* [Saved entries]
————————

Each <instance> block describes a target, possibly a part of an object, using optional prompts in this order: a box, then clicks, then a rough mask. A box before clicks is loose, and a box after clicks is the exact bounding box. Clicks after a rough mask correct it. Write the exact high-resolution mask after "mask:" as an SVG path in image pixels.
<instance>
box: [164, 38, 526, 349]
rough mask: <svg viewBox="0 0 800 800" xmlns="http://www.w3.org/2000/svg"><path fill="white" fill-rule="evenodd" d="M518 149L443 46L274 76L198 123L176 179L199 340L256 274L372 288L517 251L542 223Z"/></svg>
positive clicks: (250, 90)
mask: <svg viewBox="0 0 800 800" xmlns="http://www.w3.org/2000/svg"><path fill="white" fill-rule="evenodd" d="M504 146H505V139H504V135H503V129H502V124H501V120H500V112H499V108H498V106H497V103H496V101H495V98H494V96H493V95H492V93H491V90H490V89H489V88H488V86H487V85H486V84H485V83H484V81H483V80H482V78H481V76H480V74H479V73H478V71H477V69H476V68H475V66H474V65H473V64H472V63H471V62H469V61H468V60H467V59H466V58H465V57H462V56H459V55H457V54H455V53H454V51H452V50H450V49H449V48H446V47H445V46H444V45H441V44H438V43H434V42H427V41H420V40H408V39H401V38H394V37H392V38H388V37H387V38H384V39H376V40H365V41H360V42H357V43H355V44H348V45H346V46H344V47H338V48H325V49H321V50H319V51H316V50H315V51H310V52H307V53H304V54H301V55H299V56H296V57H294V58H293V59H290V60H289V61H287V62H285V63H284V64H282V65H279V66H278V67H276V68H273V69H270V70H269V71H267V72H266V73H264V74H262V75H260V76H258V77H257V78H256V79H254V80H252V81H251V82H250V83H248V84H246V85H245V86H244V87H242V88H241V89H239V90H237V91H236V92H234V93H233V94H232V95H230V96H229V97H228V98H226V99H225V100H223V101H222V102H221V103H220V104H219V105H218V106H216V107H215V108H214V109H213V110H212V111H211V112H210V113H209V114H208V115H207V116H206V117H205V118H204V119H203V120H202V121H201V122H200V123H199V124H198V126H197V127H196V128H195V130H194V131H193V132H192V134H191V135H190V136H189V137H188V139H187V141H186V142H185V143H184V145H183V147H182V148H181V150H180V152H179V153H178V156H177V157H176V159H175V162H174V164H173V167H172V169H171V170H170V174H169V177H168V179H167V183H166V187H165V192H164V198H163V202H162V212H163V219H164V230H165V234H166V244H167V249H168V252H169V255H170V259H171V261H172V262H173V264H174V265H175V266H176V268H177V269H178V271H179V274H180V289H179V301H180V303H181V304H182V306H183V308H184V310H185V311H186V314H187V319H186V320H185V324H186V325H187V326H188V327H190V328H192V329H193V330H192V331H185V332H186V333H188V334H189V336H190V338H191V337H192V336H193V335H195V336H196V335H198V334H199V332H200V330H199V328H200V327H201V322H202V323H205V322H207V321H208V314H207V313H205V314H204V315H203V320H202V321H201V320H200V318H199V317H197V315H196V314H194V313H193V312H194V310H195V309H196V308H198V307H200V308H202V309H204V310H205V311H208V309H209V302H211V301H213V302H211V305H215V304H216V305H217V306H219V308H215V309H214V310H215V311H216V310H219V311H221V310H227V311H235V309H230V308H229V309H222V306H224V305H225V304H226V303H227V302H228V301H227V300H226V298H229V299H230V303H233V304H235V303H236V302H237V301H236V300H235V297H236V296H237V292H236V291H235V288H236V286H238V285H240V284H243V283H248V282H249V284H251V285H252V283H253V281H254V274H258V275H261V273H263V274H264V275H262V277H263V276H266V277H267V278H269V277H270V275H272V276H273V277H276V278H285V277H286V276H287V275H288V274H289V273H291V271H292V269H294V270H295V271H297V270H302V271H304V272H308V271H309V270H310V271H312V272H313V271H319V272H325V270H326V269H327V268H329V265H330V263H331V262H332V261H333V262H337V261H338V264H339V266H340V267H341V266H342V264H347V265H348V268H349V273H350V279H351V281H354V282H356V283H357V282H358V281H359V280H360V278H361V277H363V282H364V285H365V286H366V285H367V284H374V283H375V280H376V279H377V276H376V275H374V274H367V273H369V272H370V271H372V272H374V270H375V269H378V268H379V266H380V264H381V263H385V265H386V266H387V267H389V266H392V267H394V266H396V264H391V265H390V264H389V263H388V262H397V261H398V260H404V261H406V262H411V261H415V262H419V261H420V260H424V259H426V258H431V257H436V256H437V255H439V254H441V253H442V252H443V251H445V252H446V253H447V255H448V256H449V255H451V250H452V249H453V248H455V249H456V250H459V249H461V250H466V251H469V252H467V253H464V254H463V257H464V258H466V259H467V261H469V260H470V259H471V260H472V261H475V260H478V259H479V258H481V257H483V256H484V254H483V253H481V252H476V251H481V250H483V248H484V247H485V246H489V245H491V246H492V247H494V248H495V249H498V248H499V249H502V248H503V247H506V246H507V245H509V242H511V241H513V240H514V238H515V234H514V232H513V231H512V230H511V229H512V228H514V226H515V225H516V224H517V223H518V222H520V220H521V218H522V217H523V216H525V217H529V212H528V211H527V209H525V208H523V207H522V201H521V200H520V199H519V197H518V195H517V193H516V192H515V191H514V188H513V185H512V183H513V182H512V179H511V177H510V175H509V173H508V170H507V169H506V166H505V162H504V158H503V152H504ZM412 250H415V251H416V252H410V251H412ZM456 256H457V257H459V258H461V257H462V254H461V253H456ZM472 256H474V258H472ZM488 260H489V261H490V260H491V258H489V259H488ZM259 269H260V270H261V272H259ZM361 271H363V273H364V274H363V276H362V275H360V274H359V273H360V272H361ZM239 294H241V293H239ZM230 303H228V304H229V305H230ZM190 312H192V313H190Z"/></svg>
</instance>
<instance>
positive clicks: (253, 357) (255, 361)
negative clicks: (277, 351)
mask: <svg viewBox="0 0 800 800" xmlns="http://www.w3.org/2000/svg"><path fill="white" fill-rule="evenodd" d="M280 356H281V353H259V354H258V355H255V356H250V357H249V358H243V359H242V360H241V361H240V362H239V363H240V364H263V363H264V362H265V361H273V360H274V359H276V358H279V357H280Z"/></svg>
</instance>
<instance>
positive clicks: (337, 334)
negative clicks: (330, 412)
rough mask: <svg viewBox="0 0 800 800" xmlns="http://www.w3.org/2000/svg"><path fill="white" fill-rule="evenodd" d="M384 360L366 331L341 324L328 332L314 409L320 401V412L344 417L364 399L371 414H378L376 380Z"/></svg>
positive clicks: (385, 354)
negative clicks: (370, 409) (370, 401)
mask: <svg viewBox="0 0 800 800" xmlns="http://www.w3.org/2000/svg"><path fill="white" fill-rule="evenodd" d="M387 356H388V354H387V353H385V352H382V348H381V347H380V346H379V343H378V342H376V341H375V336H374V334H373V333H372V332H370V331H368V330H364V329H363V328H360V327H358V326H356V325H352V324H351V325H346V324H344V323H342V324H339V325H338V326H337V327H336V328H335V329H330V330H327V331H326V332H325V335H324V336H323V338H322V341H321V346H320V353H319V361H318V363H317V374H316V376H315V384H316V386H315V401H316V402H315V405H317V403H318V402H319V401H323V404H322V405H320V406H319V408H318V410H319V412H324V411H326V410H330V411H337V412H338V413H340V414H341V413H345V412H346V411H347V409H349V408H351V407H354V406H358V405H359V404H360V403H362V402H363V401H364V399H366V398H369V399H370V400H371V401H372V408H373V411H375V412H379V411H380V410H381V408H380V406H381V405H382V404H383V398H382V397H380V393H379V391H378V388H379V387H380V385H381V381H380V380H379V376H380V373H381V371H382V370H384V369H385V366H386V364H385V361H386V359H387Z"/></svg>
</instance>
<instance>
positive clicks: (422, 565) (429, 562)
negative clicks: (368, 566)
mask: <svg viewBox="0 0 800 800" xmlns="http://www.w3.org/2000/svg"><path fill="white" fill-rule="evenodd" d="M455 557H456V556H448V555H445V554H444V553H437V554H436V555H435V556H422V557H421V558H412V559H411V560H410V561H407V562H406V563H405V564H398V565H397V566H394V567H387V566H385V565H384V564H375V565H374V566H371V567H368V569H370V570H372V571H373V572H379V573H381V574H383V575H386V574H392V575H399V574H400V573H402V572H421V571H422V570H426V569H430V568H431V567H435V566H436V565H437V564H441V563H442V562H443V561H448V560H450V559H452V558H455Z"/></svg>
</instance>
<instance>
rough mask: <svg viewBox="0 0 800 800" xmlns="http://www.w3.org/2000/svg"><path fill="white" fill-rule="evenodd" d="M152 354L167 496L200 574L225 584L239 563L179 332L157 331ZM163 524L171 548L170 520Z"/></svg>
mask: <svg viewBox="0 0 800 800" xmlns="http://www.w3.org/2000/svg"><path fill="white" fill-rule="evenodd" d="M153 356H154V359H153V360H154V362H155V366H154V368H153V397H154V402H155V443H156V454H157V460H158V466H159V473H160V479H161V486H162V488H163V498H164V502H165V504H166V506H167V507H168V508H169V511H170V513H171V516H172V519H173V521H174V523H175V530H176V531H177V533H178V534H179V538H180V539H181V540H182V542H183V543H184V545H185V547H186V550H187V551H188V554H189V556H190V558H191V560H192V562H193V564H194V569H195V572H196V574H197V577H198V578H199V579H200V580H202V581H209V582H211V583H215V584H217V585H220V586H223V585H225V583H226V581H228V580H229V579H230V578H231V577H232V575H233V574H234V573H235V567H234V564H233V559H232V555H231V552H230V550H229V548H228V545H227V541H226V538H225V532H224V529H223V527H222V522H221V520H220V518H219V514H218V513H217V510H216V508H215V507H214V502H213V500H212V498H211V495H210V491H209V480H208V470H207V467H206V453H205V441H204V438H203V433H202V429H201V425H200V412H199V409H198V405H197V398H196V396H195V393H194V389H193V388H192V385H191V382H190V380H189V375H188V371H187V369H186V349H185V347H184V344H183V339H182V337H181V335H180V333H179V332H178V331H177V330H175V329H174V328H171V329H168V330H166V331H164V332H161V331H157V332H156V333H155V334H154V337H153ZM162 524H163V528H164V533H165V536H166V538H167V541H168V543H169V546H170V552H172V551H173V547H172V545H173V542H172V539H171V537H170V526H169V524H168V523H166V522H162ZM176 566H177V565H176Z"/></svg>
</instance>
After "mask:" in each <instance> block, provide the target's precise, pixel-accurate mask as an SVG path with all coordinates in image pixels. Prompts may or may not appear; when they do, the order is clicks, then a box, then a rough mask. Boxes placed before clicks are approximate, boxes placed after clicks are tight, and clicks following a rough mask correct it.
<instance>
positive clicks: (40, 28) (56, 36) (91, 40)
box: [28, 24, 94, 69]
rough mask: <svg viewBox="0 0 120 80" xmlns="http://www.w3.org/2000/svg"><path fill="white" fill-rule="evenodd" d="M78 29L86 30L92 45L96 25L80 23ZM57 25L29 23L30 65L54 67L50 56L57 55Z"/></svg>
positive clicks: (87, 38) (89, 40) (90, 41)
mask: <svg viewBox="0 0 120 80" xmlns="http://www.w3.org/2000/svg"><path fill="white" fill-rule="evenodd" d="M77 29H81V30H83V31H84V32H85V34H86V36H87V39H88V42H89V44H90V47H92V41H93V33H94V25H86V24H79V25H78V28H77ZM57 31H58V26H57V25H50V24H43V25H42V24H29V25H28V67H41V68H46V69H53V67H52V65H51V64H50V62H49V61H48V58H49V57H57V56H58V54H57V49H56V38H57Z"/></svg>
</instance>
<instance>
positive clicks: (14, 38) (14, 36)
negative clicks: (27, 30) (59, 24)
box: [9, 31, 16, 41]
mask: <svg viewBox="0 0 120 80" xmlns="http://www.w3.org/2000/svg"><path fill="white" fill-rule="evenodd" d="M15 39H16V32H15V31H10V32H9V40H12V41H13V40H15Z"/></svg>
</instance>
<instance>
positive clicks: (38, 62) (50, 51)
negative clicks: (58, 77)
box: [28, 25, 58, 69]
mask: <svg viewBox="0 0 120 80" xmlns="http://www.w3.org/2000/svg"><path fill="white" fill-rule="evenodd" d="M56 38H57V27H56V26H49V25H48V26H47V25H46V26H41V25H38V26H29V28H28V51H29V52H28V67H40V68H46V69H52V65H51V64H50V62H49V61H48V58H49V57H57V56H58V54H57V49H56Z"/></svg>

————————

* [Exercise prompt] Copy out each line of the records above that includes "before".

* [Answer space]
Each <instance> block describes a target, possibly a part of an object, using optional prompts in this order: a box, then clicks, then a rough mask. A box before clicks is loose, and a box after clicks is the exact bounding box. Clicks after a rough mask correct it. Write the exact high-resolution mask after "mask:" as an SVG path in image pixels.
After "mask:" in each <instance> block, provide the target's precise, pixel-accurate mask as an SVG path with all coordinates in image pixels. Prompts may or may not appear; when they do, the order is clicks, then a box, then a rough mask. Boxes placed before clicks are approximate, boxes placed after clicks are tight, and clicks following a rough mask correct it.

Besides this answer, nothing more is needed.